**What the task asks**
Word-for-word transcription needed. Include every entry below but no pictures.

(Stored records)
⁂
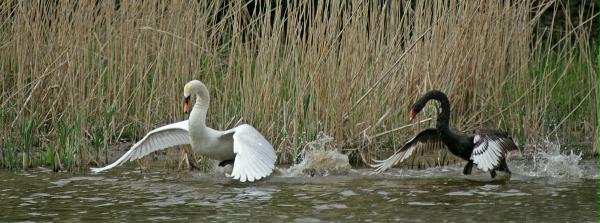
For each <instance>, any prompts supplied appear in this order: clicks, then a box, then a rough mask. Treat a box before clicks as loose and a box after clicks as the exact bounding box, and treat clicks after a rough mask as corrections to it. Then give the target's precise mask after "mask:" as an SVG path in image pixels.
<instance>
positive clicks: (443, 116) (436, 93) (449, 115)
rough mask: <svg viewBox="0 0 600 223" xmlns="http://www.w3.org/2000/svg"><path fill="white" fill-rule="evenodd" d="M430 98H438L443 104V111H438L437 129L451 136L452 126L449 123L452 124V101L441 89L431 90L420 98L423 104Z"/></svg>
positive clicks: (420, 102) (441, 103) (442, 104)
mask: <svg viewBox="0 0 600 223" xmlns="http://www.w3.org/2000/svg"><path fill="white" fill-rule="evenodd" d="M430 100H436V101H438V102H440V105H441V111H440V112H439V113H438V117H437V123H436V127H437V129H438V130H440V132H441V133H442V134H444V135H447V136H451V135H452V133H451V132H450V127H449V124H450V101H449V100H448V97H447V96H446V94H444V93H443V92H441V91H437V90H433V91H430V92H428V93H427V94H425V95H423V97H422V98H421V100H419V102H420V103H421V105H422V106H425V104H426V103H427V102H428V101H430Z"/></svg>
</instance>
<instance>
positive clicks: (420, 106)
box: [410, 90, 448, 122]
mask: <svg viewBox="0 0 600 223" xmlns="http://www.w3.org/2000/svg"><path fill="white" fill-rule="evenodd" d="M431 99H436V100H444V99H445V100H446V101H447V100H448V97H447V96H446V94H444V92H441V91H438V90H431V91H429V92H427V93H426V94H424V95H423V96H421V98H419V100H417V102H415V104H414V105H413V108H412V110H410V121H411V122H412V121H413V119H415V116H417V114H419V112H421V110H423V107H425V105H426V104H427V102H428V101H429V100H431Z"/></svg>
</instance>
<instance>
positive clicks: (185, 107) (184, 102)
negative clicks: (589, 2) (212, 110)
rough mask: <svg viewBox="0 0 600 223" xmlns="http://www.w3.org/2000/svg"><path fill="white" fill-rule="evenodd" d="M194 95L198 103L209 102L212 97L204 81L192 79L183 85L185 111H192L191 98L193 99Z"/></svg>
mask: <svg viewBox="0 0 600 223" xmlns="http://www.w3.org/2000/svg"><path fill="white" fill-rule="evenodd" d="M192 96H195V97H196V103H200V102H205V103H208V102H209V99H210V97H209V94H208V89H206V86H205V85H204V83H202V81H199V80H192V81H190V82H188V83H187V84H185V86H184V87H183V99H184V103H185V104H184V108H183V111H184V112H185V113H188V112H189V111H190V100H191V99H192Z"/></svg>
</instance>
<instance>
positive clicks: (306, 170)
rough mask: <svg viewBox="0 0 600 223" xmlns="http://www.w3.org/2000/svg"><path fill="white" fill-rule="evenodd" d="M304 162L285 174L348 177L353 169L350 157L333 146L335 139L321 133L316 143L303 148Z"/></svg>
mask: <svg viewBox="0 0 600 223" xmlns="http://www.w3.org/2000/svg"><path fill="white" fill-rule="evenodd" d="M300 156H301V157H300V158H301V159H302V161H301V162H300V163H298V164H296V165H293V166H292V167H290V168H289V169H287V170H285V171H284V172H285V173H286V175H288V176H302V175H307V176H327V175H331V174H333V175H346V174H348V172H349V171H350V169H351V168H352V167H351V166H350V162H349V160H348V156H347V155H345V154H342V153H340V152H339V151H338V149H337V148H336V147H335V145H334V144H333V137H330V136H327V135H325V134H323V133H319V135H318V137H317V139H316V140H315V141H312V142H309V143H307V144H306V146H305V147H304V148H303V150H302V152H301V154H300Z"/></svg>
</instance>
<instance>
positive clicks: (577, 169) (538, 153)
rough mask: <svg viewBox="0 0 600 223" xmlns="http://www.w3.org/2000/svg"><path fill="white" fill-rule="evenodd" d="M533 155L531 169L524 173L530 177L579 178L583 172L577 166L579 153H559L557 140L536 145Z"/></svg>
mask: <svg viewBox="0 0 600 223" xmlns="http://www.w3.org/2000/svg"><path fill="white" fill-rule="evenodd" d="M534 147H535V153H534V154H533V160H532V167H529V168H528V167H526V168H525V169H529V171H526V172H525V173H526V174H527V175H530V176H541V177H554V178H581V177H583V171H582V169H581V168H580V166H579V161H581V153H579V154H575V153H573V151H572V150H571V151H570V152H569V153H561V152H560V150H561V145H560V142H559V141H558V139H557V140H556V141H551V140H549V139H547V138H546V139H545V140H543V141H542V142H540V143H538V144H537V145H535V146H534Z"/></svg>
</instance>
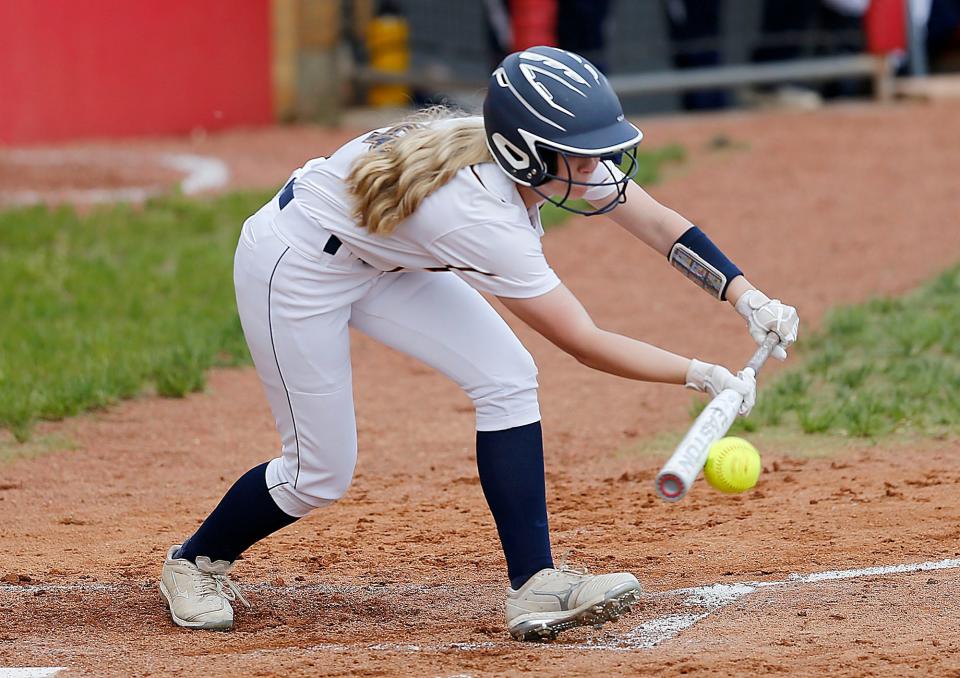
⁂
**Response below**
For each <instance>, any prompts supplied appear in this order: clicks, then a box, then a rough mask. Treat a box before clicks as loose and a box after clicks as the exact bounding box, and treat clicks after a rough mask as corrections to it. Then give the target's precise mask after "mask:" as an SVG path in image pixels.
<instance>
positive clicks: (443, 116) (436, 93) (449, 115)
rough mask: <svg viewBox="0 0 600 223" xmlns="http://www.w3.org/2000/svg"><path fill="white" fill-rule="evenodd" d="M430 98H438L443 104V111H438L437 129L451 136L452 126L449 123L452 124V101L441 89L431 90L420 98L423 104Z"/></svg>
positive clicks: (420, 102) (441, 103) (442, 104)
mask: <svg viewBox="0 0 600 223" xmlns="http://www.w3.org/2000/svg"><path fill="white" fill-rule="evenodd" d="M430 100H436V101H438V102H440V105H441V111H440V112H439V113H438V117H437V123H436V127H437V129H438V130H440V132H441V133H442V134H444V135H447V136H451V135H452V133H451V132H450V127H449V124H450V101H449V100H448V97H447V96H446V94H444V93H443V92H441V91H437V90H433V91H430V92H428V93H427V94H425V95H423V97H422V98H421V100H419V102H420V103H421V105H422V106H425V104H426V103H427V102H428V101H430Z"/></svg>
</instance>
<instance>
positive clicks: (420, 106)
box: [410, 90, 448, 122]
mask: <svg viewBox="0 0 600 223" xmlns="http://www.w3.org/2000/svg"><path fill="white" fill-rule="evenodd" d="M431 99H436V100H444V99H445V100H446V101H447V100H448V97H447V96H446V94H444V92H441V91H438V90H431V91H429V92H427V93H426V94H424V95H423V96H421V98H419V100H417V102H415V104H414V105H413V108H412V110H410V121H411V122H412V121H413V119H415V116H417V114H419V112H421V110H423V107H425V105H426V104H427V102H428V101H429V100H431Z"/></svg>
</instance>
<instance>
positive clicks: (185, 107) (184, 102)
negative clicks: (589, 2) (212, 110)
rough mask: <svg viewBox="0 0 600 223" xmlns="http://www.w3.org/2000/svg"><path fill="white" fill-rule="evenodd" d="M194 95L198 103L209 102L212 97L204 81L192 79L183 85L185 111H192L191 98L193 99Z"/></svg>
mask: <svg viewBox="0 0 600 223" xmlns="http://www.w3.org/2000/svg"><path fill="white" fill-rule="evenodd" d="M192 96H195V97H196V103H200V102H205V103H208V102H209V99H210V97H209V94H208V89H206V86H205V85H204V83H202V81H199V80H192V81H190V82H188V83H187V84H185V86H184V87H183V99H184V103H185V104H184V108H183V111H184V112H185V113H188V112H189V111H190V100H191V99H192Z"/></svg>
</instance>
<instance>
positive clicks: (306, 170)
rough mask: <svg viewBox="0 0 600 223" xmlns="http://www.w3.org/2000/svg"><path fill="white" fill-rule="evenodd" d="M304 162L285 174L348 177L353 169L350 157L333 146L335 139L321 133L316 143L303 148Z"/></svg>
mask: <svg viewBox="0 0 600 223" xmlns="http://www.w3.org/2000/svg"><path fill="white" fill-rule="evenodd" d="M300 156H301V157H300V158H301V159H302V161H301V162H300V163H298V164H296V165H293V166H292V167H290V168H289V169H287V170H285V171H284V172H285V173H286V175H288V176H302V175H307V176H327V175H331V174H333V175H346V174H348V172H349V171H350V169H351V168H352V167H351V166H350V162H349V160H348V156H347V155H345V154H342V153H340V152H339V151H338V149H337V148H336V147H335V145H334V144H333V137H330V136H327V135H325V134H323V133H319V135H318V137H317V139H316V140H315V141H312V142H309V143H307V144H306V146H305V147H304V148H303V150H302V152H301V154H300Z"/></svg>
</instance>
<instance>
positive clicks: (577, 169) (538, 153)
rough mask: <svg viewBox="0 0 600 223" xmlns="http://www.w3.org/2000/svg"><path fill="white" fill-rule="evenodd" d="M533 155L531 169L524 173L530 177L579 178L583 172L577 166L579 153H559L557 140L536 145Z"/></svg>
mask: <svg viewBox="0 0 600 223" xmlns="http://www.w3.org/2000/svg"><path fill="white" fill-rule="evenodd" d="M534 147H535V153H534V154H533V160H532V167H529V168H528V167H526V168H525V169H529V171H526V172H525V173H526V174H527V175H530V176H541V177H554V178H581V177H583V171H582V169H581V168H580V166H579V161H581V153H579V154H575V153H573V151H572V150H571V151H570V152H569V153H561V152H560V150H561V145H560V142H559V141H558V139H557V140H556V141H551V140H549V139H547V138H546V139H545V140H543V141H542V142H540V143H538V144H537V145H535V146H534Z"/></svg>
</instance>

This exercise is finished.